Description of the task -
Find the line that contains "Put a dot on each instance of the downspout". Repeat that line and all lines following it, exactly, through the end of the listing below.

'''

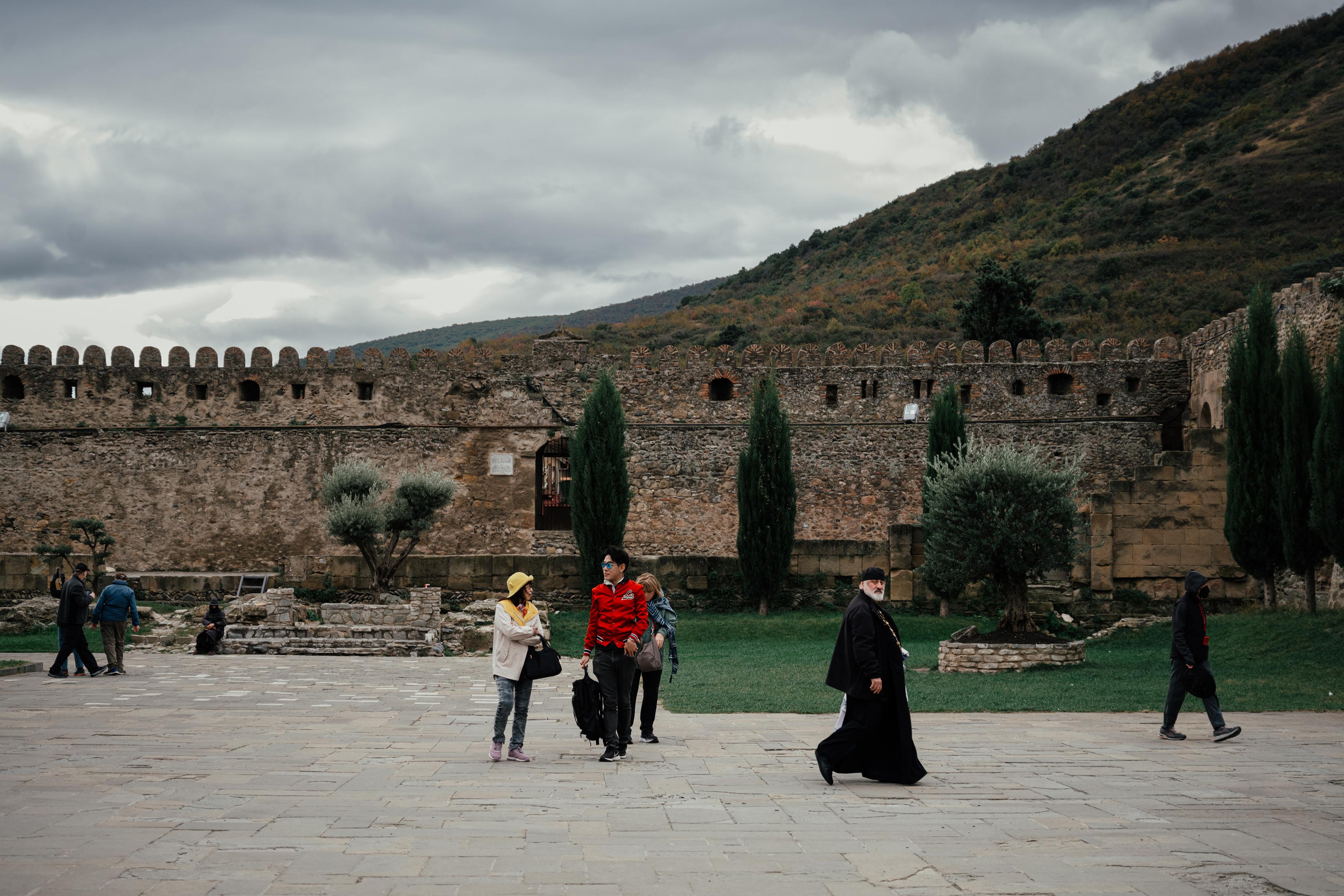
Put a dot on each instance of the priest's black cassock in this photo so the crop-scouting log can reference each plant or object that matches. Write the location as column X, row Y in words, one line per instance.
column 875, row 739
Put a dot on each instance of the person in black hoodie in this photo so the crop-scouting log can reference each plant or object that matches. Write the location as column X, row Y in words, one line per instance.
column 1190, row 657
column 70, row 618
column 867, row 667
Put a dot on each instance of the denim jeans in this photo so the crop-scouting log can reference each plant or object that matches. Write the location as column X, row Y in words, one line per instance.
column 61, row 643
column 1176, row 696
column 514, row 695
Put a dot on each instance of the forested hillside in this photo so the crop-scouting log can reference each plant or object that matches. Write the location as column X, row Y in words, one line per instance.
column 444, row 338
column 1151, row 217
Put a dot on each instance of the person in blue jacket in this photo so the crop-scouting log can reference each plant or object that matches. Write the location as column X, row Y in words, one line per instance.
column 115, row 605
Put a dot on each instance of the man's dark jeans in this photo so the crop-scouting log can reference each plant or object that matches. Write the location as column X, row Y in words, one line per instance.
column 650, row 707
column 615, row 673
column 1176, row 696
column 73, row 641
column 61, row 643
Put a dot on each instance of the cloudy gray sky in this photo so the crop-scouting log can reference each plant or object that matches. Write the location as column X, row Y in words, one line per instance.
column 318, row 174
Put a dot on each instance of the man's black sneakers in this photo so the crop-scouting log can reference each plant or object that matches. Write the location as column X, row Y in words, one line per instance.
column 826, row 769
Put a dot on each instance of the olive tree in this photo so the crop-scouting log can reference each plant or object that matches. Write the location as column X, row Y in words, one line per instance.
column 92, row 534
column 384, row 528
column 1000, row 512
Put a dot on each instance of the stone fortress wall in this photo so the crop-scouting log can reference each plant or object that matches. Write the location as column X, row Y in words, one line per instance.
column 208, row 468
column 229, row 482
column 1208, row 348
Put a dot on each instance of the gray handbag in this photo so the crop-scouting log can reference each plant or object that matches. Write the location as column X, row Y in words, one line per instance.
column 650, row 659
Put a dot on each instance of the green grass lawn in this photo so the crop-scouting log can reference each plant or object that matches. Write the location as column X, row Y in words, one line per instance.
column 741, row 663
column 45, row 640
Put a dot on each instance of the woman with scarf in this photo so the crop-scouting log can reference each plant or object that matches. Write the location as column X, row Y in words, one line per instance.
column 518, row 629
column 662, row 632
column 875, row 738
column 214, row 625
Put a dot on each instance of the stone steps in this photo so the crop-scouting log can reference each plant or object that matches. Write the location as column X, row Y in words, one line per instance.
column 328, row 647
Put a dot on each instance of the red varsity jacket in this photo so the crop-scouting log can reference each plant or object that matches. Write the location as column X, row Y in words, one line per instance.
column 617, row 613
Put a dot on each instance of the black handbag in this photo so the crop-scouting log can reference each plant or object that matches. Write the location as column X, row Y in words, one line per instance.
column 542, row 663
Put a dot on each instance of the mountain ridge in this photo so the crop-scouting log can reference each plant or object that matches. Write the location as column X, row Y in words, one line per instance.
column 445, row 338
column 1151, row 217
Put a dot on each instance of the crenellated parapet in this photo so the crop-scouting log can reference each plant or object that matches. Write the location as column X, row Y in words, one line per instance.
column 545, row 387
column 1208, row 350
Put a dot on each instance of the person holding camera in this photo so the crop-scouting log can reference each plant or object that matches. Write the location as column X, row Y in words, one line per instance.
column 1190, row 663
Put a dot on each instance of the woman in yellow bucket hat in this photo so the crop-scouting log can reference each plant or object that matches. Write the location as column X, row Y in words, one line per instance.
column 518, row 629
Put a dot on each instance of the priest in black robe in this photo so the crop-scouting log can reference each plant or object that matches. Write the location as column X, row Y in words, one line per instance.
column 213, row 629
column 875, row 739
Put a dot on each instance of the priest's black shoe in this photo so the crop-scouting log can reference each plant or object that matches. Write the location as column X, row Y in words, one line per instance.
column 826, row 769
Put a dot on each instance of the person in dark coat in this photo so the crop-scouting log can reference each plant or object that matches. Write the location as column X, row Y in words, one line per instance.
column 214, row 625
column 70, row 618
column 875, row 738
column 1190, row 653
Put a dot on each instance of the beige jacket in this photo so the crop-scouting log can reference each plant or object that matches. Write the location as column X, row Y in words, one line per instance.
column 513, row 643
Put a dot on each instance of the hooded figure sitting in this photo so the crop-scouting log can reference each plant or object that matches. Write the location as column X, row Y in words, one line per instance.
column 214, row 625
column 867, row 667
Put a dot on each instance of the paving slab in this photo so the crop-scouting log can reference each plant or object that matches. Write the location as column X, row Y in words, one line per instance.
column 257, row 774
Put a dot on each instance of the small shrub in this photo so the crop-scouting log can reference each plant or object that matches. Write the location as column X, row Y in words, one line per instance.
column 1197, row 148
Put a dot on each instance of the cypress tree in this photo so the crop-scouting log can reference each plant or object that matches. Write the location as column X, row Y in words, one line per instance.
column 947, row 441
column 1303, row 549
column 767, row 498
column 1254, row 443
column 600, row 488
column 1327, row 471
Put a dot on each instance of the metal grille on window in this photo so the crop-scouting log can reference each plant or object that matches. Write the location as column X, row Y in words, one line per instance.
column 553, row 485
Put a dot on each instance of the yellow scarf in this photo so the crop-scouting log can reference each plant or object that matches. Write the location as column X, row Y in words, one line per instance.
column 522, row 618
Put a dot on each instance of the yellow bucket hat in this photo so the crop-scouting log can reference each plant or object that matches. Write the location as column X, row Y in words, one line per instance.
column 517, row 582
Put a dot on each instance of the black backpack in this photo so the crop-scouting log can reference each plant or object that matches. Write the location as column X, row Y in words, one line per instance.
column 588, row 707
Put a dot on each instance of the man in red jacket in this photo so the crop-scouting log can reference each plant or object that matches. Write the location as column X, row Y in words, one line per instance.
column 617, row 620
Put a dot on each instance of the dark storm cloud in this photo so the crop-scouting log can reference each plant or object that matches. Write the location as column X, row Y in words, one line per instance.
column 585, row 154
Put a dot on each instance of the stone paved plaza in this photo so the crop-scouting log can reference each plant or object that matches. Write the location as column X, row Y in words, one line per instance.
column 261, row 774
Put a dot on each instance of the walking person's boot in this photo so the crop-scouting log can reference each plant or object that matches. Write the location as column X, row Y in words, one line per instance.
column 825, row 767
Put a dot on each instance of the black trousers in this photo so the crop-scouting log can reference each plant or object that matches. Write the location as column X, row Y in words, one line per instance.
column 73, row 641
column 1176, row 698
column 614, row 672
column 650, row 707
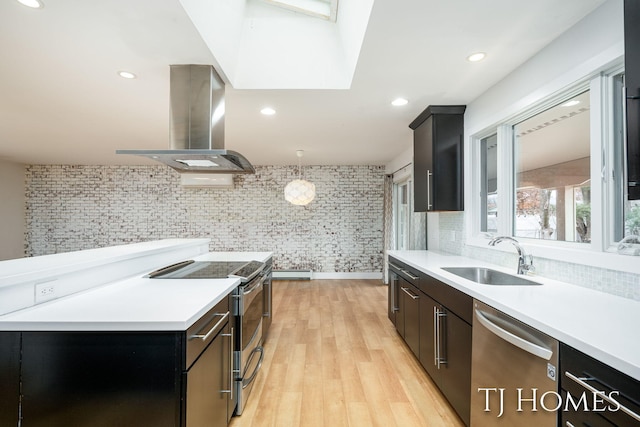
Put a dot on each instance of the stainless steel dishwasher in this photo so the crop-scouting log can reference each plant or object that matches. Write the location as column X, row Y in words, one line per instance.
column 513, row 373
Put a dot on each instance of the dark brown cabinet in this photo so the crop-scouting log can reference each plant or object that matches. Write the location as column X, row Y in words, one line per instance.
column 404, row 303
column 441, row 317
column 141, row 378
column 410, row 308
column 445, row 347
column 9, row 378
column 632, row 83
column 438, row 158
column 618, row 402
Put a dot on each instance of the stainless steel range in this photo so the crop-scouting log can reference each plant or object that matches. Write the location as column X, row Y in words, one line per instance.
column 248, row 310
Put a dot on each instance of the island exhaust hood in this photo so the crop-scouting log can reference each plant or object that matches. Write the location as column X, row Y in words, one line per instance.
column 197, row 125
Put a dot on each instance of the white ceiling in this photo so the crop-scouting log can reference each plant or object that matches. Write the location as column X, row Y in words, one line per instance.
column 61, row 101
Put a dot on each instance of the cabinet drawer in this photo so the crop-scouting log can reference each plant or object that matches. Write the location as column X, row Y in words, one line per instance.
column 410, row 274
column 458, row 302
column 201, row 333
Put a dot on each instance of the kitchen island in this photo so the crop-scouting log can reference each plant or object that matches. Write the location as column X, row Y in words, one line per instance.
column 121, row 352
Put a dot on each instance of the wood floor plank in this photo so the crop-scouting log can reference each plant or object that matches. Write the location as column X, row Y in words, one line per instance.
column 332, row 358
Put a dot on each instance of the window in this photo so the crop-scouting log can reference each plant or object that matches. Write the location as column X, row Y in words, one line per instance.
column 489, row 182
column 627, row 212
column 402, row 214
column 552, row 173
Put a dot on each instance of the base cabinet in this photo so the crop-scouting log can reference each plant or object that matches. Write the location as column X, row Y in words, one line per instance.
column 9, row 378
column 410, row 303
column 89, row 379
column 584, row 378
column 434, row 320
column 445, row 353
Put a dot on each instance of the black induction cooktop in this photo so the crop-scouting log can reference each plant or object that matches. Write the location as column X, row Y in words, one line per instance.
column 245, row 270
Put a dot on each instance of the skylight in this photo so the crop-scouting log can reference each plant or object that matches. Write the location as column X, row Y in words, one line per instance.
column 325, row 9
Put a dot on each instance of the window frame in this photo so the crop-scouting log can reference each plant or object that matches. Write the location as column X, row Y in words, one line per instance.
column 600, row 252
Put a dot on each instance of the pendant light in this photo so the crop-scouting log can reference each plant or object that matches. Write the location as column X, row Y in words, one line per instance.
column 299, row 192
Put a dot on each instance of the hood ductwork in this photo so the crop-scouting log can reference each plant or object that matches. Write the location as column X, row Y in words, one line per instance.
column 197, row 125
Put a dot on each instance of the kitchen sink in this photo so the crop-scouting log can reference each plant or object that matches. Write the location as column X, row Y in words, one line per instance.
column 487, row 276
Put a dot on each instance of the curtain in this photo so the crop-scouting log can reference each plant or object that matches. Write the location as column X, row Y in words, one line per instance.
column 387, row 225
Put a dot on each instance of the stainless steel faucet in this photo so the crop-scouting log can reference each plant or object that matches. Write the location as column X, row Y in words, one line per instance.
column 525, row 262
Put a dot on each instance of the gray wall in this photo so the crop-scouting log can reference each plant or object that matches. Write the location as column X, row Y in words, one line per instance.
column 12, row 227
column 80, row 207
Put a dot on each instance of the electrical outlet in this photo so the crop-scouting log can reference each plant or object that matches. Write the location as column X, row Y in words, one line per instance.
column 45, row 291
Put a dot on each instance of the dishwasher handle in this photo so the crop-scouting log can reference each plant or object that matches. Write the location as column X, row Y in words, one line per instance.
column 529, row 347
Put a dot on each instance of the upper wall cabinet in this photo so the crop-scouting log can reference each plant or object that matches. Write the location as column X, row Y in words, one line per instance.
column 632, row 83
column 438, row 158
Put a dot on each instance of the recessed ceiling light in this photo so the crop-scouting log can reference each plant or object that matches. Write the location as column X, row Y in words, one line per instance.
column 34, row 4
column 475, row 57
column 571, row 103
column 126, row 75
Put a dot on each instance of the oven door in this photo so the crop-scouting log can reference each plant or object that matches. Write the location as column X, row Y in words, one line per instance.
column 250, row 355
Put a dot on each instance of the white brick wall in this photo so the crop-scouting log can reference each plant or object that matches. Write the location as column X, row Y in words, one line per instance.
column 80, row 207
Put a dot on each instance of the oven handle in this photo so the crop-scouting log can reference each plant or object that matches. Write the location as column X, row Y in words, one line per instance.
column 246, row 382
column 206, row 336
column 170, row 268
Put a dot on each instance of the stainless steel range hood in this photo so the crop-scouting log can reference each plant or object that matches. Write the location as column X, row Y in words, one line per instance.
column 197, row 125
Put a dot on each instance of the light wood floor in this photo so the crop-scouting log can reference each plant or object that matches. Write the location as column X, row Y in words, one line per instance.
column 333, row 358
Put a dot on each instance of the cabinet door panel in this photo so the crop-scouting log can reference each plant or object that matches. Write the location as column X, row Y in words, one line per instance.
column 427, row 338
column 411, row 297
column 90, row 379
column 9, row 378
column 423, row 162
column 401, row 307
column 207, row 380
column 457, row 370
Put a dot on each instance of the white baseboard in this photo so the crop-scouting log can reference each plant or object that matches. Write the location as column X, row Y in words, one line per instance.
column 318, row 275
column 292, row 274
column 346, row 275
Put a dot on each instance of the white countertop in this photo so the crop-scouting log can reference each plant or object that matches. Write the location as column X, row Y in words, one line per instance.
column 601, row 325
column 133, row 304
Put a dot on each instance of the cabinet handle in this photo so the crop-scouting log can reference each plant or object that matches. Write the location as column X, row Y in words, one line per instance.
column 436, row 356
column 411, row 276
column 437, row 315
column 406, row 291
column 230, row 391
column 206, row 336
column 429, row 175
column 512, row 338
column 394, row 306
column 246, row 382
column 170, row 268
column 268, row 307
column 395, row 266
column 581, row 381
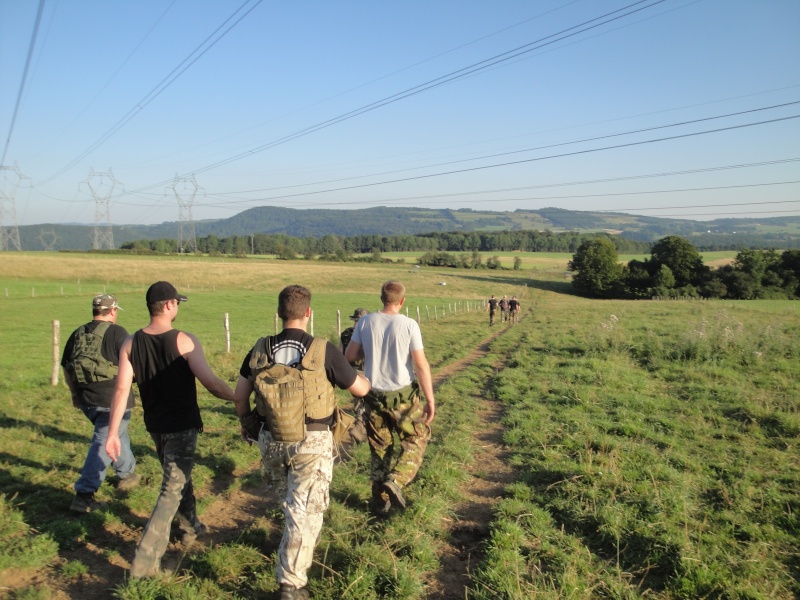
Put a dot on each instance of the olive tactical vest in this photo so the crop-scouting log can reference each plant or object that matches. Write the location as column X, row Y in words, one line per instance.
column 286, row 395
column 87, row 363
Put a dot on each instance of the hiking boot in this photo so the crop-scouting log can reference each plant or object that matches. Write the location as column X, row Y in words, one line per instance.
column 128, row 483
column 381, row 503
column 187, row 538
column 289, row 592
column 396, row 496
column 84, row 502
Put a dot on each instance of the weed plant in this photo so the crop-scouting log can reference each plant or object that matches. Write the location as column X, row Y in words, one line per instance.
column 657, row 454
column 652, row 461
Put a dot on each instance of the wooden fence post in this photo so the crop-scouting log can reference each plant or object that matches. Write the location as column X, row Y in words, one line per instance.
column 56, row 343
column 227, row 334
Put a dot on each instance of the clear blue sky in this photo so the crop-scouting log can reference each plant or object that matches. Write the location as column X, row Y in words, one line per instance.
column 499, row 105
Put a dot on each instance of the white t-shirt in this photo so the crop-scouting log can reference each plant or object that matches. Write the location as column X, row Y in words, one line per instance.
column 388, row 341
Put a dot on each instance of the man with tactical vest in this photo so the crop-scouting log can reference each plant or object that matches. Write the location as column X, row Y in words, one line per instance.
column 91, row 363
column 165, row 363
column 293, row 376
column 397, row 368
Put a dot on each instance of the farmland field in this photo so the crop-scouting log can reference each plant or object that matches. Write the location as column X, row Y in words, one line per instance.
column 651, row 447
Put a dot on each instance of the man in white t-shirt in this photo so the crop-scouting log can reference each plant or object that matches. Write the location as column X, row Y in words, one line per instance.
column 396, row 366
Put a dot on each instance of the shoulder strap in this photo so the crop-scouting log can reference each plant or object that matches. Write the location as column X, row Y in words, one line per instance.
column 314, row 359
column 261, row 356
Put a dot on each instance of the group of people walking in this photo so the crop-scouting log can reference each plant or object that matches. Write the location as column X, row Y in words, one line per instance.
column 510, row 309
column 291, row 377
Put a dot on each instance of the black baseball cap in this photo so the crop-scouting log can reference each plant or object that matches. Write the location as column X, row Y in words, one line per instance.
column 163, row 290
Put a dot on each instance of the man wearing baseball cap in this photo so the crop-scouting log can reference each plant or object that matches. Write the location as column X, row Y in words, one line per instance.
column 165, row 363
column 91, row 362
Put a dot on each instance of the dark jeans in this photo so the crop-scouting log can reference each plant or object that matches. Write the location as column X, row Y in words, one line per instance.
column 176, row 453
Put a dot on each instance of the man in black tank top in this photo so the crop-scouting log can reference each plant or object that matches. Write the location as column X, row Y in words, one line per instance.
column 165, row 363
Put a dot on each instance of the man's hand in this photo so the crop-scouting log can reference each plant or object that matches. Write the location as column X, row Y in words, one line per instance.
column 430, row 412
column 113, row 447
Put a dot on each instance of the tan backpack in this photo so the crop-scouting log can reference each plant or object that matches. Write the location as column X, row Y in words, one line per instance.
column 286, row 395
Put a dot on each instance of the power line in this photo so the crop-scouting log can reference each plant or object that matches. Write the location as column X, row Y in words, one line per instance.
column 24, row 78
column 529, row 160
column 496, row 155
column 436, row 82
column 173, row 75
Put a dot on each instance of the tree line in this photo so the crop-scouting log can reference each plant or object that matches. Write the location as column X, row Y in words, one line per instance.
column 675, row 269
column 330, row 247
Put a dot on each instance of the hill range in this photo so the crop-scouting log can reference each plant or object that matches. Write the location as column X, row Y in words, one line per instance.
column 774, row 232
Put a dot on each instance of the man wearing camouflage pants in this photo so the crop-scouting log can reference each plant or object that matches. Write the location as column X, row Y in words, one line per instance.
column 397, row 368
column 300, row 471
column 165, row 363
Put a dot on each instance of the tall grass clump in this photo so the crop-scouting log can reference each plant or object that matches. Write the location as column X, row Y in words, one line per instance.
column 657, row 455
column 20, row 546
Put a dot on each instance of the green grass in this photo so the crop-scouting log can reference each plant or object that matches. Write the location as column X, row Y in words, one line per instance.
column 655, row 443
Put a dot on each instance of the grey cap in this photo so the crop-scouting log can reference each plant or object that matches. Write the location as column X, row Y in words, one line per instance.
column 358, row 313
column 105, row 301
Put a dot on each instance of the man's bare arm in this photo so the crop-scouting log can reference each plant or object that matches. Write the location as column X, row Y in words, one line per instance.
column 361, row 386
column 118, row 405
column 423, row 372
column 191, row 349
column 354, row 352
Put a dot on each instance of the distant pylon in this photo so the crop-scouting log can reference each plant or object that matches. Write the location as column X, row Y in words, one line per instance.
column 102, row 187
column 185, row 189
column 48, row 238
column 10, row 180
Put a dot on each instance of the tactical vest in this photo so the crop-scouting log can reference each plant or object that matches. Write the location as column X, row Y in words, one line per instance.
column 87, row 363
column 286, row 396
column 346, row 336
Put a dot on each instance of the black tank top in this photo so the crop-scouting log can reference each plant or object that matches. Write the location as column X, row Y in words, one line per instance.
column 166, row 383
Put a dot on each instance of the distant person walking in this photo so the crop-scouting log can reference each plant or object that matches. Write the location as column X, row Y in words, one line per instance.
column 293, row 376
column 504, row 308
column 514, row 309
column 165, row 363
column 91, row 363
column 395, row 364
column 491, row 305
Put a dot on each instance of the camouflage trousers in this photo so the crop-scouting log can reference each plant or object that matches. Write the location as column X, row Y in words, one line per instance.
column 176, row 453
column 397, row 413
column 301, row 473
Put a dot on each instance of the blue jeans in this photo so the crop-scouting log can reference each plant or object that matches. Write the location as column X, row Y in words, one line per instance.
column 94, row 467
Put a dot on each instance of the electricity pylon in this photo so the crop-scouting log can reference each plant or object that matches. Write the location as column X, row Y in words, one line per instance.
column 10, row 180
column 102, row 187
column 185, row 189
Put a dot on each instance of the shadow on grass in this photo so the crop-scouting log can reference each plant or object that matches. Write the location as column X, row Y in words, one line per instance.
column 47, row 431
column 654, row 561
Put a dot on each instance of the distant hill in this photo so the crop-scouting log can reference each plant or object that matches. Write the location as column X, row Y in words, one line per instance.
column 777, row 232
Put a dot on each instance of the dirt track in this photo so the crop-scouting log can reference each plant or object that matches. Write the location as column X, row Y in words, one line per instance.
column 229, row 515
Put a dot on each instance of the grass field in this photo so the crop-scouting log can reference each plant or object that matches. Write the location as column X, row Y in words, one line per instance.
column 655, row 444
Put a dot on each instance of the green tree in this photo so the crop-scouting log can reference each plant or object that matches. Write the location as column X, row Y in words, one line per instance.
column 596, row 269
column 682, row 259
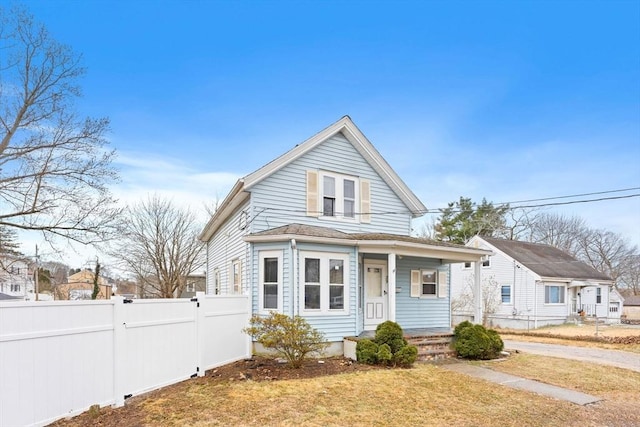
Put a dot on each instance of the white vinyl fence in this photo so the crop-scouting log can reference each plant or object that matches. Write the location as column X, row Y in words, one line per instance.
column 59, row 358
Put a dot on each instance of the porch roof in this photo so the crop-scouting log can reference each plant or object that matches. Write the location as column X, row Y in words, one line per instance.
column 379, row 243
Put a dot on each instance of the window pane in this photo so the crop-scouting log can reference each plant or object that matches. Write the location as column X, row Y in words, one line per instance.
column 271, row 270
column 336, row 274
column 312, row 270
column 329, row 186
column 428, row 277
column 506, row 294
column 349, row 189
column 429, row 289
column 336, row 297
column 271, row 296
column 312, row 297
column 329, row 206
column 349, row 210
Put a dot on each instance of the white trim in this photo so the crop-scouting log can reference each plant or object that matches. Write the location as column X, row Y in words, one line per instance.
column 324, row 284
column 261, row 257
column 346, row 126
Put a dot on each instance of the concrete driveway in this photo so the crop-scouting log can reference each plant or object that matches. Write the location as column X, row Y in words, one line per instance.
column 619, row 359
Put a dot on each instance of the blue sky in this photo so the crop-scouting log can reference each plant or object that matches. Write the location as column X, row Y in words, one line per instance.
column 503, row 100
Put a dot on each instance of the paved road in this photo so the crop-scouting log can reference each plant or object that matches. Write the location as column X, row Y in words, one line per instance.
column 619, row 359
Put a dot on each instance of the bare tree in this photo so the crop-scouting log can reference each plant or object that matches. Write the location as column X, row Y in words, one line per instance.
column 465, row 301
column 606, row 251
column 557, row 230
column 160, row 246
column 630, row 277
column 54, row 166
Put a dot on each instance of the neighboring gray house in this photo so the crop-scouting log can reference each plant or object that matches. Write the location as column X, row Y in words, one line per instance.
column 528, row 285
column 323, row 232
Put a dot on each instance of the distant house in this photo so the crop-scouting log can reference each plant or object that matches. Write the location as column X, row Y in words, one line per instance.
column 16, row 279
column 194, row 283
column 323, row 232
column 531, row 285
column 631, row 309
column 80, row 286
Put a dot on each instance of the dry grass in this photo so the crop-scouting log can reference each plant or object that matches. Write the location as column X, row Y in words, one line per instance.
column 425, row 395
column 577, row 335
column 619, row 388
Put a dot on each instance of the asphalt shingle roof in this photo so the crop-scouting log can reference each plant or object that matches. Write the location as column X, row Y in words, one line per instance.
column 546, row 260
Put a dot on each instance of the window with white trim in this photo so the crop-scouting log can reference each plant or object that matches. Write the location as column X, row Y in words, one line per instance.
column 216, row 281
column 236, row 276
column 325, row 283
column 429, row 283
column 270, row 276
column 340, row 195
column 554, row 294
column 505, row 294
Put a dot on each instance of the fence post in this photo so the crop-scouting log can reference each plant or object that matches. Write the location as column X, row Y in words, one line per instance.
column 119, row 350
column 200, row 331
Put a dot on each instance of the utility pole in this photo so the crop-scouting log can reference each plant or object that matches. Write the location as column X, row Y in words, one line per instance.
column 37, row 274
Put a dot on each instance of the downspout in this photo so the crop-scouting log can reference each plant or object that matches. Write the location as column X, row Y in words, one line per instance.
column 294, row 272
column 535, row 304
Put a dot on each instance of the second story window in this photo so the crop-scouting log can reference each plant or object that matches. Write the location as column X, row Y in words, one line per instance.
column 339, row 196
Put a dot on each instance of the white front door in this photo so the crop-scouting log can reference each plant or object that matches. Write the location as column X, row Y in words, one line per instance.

'''

Exercise solution -
Put a dot on each instance of the downspout in this photo so the crop-scouting log can reference each plant or object that matches. Write the location as column X, row Y in words, one line per instance.
column 294, row 272
column 535, row 304
Put a dot on each instance of the second story window in this photo so the crop-scouting log can reference each plant or object that matches. Write the location as column X, row Y in words, one line per instance.
column 339, row 196
Put a dot on each instance of the white front door in this photo so the crop-scouting log can reference each plant or object that matches. Write the location as column X, row Y in words, one line per instance.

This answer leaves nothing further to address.